Task prompt >> Each entry below should be reproduced character for character.
----
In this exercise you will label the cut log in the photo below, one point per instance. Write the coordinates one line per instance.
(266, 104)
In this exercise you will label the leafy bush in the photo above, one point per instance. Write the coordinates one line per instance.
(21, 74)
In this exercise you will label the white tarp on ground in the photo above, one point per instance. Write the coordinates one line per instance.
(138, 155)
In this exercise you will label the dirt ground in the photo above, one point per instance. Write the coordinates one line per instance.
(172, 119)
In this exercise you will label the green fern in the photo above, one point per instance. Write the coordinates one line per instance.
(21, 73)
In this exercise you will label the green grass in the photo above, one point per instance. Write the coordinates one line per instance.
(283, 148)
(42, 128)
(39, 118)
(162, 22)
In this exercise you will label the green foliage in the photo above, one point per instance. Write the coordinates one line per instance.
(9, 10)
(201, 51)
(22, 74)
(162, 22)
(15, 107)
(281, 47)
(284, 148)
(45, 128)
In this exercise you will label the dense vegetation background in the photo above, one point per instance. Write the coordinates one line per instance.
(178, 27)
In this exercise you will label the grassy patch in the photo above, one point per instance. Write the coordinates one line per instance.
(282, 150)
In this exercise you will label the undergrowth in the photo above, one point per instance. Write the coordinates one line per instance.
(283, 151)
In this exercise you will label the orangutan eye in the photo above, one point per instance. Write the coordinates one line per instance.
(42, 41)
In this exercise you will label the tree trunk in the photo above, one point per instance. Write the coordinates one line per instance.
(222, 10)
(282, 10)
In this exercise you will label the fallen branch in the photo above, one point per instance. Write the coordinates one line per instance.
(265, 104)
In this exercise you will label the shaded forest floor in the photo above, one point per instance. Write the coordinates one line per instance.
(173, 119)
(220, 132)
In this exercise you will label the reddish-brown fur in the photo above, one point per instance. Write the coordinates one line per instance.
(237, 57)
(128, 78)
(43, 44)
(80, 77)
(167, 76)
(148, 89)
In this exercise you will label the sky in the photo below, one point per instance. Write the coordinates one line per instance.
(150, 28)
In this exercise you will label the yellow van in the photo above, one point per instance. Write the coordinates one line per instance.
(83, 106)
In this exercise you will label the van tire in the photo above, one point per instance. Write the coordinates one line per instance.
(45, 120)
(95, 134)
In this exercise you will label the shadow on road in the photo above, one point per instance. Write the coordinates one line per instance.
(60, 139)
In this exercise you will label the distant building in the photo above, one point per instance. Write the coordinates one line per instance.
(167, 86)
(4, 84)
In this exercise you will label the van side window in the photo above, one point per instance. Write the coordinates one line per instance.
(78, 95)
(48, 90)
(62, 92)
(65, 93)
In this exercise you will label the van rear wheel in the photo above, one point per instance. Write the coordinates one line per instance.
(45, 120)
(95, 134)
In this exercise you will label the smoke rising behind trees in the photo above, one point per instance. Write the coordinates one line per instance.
----
Solution to the problem >>
In this exercise you will label the cut log in the photo below, one point per instance. Write the coordinates one line per instance.
(266, 104)
In this exercise you will label the leafy bush in the photo above, one point per instance. Write the coordinates one line per instance.
(21, 74)
In this exercise you will label the white tarp on ground in the photo above, one point per instance. Write the coordinates one line per instance.
(138, 155)
In this exercise you will label the dirt ground in the photo above, one point per instance. Write the coordinates one line per instance.
(172, 119)
In this exercise you will label the green fern in the photo above, one point per instance. Write the coordinates one line per instance.
(21, 73)
In this exercise you will label the green grass in the photo above, one point per instance. Write the coordinates one line per instance.
(283, 148)
(42, 128)
(39, 118)
(162, 22)
In this exercise you will label the green foliage in the photo above, one point per instance. Write the coordinates one line per instance.
(9, 10)
(201, 51)
(22, 74)
(162, 22)
(15, 107)
(281, 47)
(284, 148)
(45, 128)
In this exercise you will label the dense vegetation background in the photo above, one point per instance. Write the coordinates one line per instance.
(178, 27)
In this exercise you will label the grassy patch in the photo above, one point per instance. Write the coordinates one line per instance.
(282, 150)
In this exercise you will label the undergrowth in the photo above, one point per instance. Write the coordinates one line per instance.
(283, 151)
In this exercise you will label the orangutan eye in the photo above, one point per instance. Write the coordinates one line per instance.
(42, 41)
In this exercise you will label the tree trunk in the photo above, one point per instance. Write the coordinates one line per instance.
(222, 10)
(282, 10)
In this exercise you will label the fallen branch in the photo above, one point per instance. Write the coordinates one line per instance.
(265, 104)
In this exercise you will label the shaded forest floor in the photo above, one point per instance. Write the coordinates one line per instance.
(173, 119)
(220, 132)
In this exercise you will label the reddish-brown fur in the photo above, one point per instance. Write the coordinates one line per instance.
(237, 57)
(128, 78)
(43, 44)
(80, 77)
(167, 76)
(148, 89)
In this exercise you will label the sky in the photo below, one point per instance. Write the coordinates one line per instance.
(150, 28)
In this exercise you will label the yellow van in the photo above, one point per instance. Write the coordinates one line per instance.
(83, 106)
In this exercise you will label the van tire in the photo above, one point per instance. Write the coordinates one line per instance.
(45, 120)
(95, 134)
In this exercise you will label the shadow on road in the photo above, one point per instance. Write the coordinates one line per instance.
(60, 139)
In this exercise you will label the distant building in the photo above, one point per instance. Write the coordinates one line per instance.
(167, 86)
(4, 84)
In this exercise you will label the van side window in the photo above, one point per instance. Write the coordinates one line per instance.
(78, 95)
(48, 90)
(62, 92)
(65, 93)
In this exercise you will label the van rear wheel in the photo above, one point per instance. Write the coordinates one line per instance.
(45, 120)
(95, 134)
In this exercise you will label the smoke rising behind trees in the photo above, one point per instance. Write the coordinates one line per instance.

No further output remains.